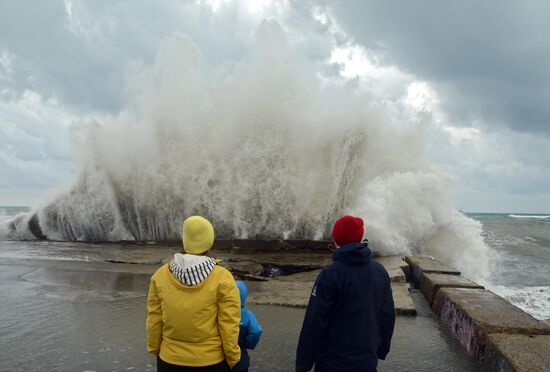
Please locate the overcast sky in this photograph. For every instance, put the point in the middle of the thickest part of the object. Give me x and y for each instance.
(479, 71)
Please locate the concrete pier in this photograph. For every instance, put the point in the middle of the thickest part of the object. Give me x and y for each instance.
(500, 336)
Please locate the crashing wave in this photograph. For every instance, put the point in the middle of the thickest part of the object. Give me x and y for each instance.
(267, 150)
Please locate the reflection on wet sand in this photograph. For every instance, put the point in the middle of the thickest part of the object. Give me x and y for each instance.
(67, 315)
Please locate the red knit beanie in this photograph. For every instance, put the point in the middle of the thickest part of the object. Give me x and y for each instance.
(348, 229)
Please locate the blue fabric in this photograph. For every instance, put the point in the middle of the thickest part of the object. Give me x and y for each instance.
(250, 330)
(350, 317)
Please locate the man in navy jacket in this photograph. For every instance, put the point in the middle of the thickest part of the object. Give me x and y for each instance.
(350, 317)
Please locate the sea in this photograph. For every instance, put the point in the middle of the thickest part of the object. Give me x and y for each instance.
(519, 256)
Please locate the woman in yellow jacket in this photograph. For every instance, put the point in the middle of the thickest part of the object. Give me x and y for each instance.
(193, 308)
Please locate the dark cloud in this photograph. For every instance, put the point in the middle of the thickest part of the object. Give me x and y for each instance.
(487, 59)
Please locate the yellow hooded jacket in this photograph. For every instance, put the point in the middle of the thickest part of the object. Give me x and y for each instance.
(194, 325)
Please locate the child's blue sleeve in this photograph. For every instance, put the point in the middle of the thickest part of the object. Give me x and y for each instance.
(254, 331)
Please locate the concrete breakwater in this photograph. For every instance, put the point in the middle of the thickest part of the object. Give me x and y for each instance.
(498, 335)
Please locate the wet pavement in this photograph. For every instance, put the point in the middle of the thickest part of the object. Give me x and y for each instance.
(60, 314)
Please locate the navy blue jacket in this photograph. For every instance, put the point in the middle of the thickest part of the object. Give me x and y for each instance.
(350, 316)
(250, 330)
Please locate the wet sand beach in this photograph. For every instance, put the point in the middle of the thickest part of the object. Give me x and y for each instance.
(63, 309)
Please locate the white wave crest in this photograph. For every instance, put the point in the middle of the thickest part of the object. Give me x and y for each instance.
(535, 216)
(266, 149)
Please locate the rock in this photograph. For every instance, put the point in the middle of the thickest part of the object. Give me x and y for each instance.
(274, 292)
(402, 299)
(394, 266)
(306, 276)
(473, 314)
(242, 267)
(430, 283)
(517, 353)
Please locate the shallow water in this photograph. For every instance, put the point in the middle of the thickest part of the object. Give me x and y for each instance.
(60, 315)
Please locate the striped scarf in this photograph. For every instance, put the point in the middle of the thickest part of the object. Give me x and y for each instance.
(191, 269)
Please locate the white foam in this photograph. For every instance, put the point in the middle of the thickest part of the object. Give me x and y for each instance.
(536, 216)
(268, 149)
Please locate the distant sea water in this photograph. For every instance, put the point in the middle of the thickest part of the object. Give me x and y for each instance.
(519, 249)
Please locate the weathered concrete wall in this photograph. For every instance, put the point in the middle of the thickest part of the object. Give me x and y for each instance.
(496, 333)
(515, 353)
(430, 283)
(260, 245)
(474, 314)
(419, 265)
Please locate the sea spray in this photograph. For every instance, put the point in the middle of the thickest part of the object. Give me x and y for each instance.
(267, 149)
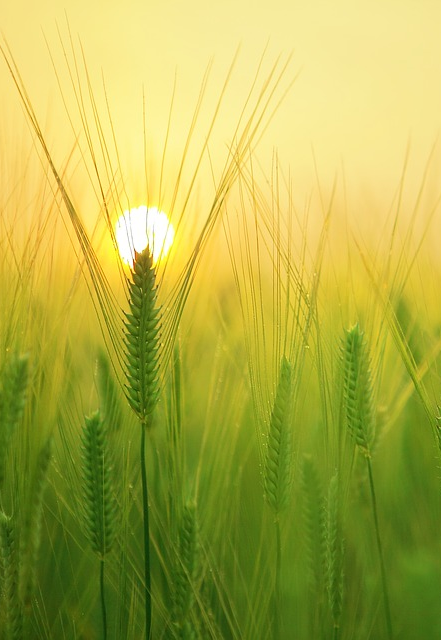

AIM OF THE EXERCISE
Retype the entries word for word. Omit any images.

TASK OUTPUT
Please locate the overcast sky in this photograph. For every instance, put the point in the middle of the thickest part of the object. Give me x and y for each instance.
(479, 71)
Please locate the concrete pier in this photograph. For every instance, put the point in the middle of the thickest part of the object. Give me x and y for each instance.
(500, 336)
Please locate the crashing wave in this photograph. For every instance, put the point in the middle of the thickest part of the object. Give me x and y for each instance.
(267, 150)
Please locate the reflection on wet sand in this photograph. For every instance, put the point in the middle of the thickest part of the object. Give me x and y for each instance.
(67, 315)
Please locate the red knit beanie in this photograph. For every instance, put the point in the middle of the thickest part of the object. Give me x and y for each instance.
(348, 229)
Please locate the blue fabric in this photograph. For every instance, put the point in the middle of the thickest part of the object. Give me x and y for each instance.
(250, 330)
(350, 317)
Please locate the man in navy jacket in this photograph. For every instance, put the point in the middle of the thickest part of the object. Give me x and y for each instance.
(350, 317)
Please locate the sea in this photograph. For every instance, put the point in the middle of the thickest part of the object. Give me x and y for each instance.
(519, 256)
Please locate the woman in yellow jacket in this photograph. For every instance, put the point in the middle of the thickest part of the object. Give me x and y for each instance.
(193, 308)
Please locate the dark cloud in this photograph. For every instance, put the point in the middle of the thickest part of the object. Give me x and y for each instance.
(487, 59)
Please locate the yellow hooded jacket in this photograph. For every instance, put the point in the middle of the thickest part of the object. Give me x and y for each instance.
(194, 325)
Please locate the child's blue sleeve in this photograph. For every instance, put the point in the middle of the thickest part of the object. Give me x and y for each instance.
(254, 331)
Please locate the concrete breakwater in this photograph. For every instance, put the point in the middle of the thickest part of the object. Give me x and y for each instance.
(498, 335)
Please locate the wet pavement in this photograph. For every instance, put the point in the middle of the thickest part of the object. Give me x and y for each instance.
(60, 314)
Please locate the navy blue jacket in this photograph. For every instance, put the point in the middle of the thickest part of the object. Give me x and y for each instance.
(350, 316)
(250, 330)
Please locate the wet sand beach in this photograph. For every instance, put the point in the middle of the thickest part of the object. Give me x and y for each instance.
(63, 309)
Please locate the white wave crest in this photograph. For every instance, put the point in the middle of the thickest part of the object. Give me x and y for each instance.
(535, 216)
(266, 149)
Please locate the rock in this photograph. For every instance, put the point in the middle of the thickest part of the object. Give me x and y for each instance.
(274, 292)
(402, 299)
(394, 266)
(306, 276)
(473, 314)
(242, 267)
(430, 283)
(517, 353)
Please locate the shallow water in this photograph. For every instance, put the point in the middle of the thickest part of the object. Give me x and y for each instance.
(60, 315)
Please locate the striped scarf in this photograph. For every instance, put the point in the middle of the thickest part of the object. Give me x and y for each instance.
(191, 269)
Please locate the white foam in this photograph. For every instance, put the point in the middle of the thickest part of the object. Give me x and y for each instance.
(536, 216)
(268, 149)
Please locate the distant sea water in this photograph. For every instance, put the point in the middle of the thickest part of the object. Give me x and y for each instance.
(519, 249)
Please locate the weathered concrete wall in this photograph. For every instance, put the point in the middle of the thickest part of the object. Give me x and y for each instance.
(496, 333)
(515, 353)
(430, 283)
(260, 245)
(474, 314)
(419, 265)
Please locate the sea spray in this photograph. For every instance, put the point in the middle of the thickest part of the object. Give me x and y for each instance.
(267, 149)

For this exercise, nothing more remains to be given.